- _Data shown_:
○ ○ ○
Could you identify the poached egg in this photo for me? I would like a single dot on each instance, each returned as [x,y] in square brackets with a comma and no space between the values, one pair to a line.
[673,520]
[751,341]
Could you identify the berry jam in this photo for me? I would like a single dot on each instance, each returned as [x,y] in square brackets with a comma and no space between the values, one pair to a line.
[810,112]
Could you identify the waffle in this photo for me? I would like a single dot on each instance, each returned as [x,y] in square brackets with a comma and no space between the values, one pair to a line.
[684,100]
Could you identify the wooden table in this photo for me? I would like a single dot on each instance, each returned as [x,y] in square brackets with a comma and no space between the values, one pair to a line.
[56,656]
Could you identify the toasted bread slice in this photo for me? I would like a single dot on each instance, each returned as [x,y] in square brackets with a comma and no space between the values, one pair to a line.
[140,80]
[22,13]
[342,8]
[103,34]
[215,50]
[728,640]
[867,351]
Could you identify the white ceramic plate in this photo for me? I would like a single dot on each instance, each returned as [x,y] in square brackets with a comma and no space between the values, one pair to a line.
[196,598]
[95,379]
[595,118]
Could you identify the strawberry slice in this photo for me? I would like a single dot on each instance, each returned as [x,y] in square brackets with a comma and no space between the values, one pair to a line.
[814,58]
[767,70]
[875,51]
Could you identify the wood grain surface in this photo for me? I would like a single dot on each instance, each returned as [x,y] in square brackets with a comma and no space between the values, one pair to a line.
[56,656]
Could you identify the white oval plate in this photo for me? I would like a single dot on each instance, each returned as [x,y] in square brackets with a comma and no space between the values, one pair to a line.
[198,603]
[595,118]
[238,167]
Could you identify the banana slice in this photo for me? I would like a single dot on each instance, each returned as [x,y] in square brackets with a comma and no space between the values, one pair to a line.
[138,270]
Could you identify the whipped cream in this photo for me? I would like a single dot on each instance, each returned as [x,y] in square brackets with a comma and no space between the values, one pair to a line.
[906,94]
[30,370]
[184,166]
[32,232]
○ ○ ○
- _Instructions to follow_: Output the complete data exactly as written.

- _Solution for this exercise_:
Could you identify the poached egg in this photo for me? I would like a single dot on each instance, each returned as [x,y] in square brackets with a comma and no space between the values, one pair to a line.
[673,520]
[751,341]
Could you identify the berry jam in this photo for me? I would like a single dot on each instance, each returned as [x,y] in square brackets with a comma and no space between the values, one pair to a line.
[810,112]
Could you identify the waffle in this photo for me? I would like a single dot on each instance, each returned as [x,y] in square brackets with a comma and no space between the values, one pair to a line.
[684,100]
Could you identify the wooden table in this photo for me? I would like a single dot on each instance, each returned as [x,y] in square brackets with a comma and no space between the values, one pair to a line.
[56,656]
Could you identify the toasted bread slice in this photo for me? I would like a single dot on each instance, each returned as [x,y] in square brackets with a comma and no space between the values, one pair to a line.
[140,80]
[22,13]
[342,8]
[103,34]
[215,50]
[728,640]
[867,351]
Could you identify the white ceramic plate in this photo for me? I would like a single dot on each instance, each returned as [x,y] in square brackets with a comma and no space between the values, one pair to a line.
[196,598]
[95,379]
[595,118]
Could you identify the strawberry slice in this photo for me? I would like a single dot on each instance, each returned as [x,y] in square brackets with a comma and no space between the values, one pair to a line.
[814,58]
[767,70]
[875,51]
Could you identify the wood grain surface in this photo for me? I would like a single dot on each instance, each returned as [x,y] in square brackets with a comma and no space between the values, one pair to a line.
[56,656]
Could you identify the white oval plate in this photo for me? I would like a single dot on each instance, each returned as [x,y] in square brackets with a comma and no space between the values, one pair to a line.
[198,603]
[595,118]
[238,167]
Could you identify the banana slice in this photo for me? I would like a single dot on each instance, each returned as [x,y] in square brackets with a comma and no space between the values, one pair to a line.
[138,270]
Could you identify the whipped cream in this photo for me? I would like a single dot on each instance, each returned as [x,y] in square brackets with a comma and no space between the values, one pair to a line.
[906,94]
[30,370]
[184,166]
[32,232]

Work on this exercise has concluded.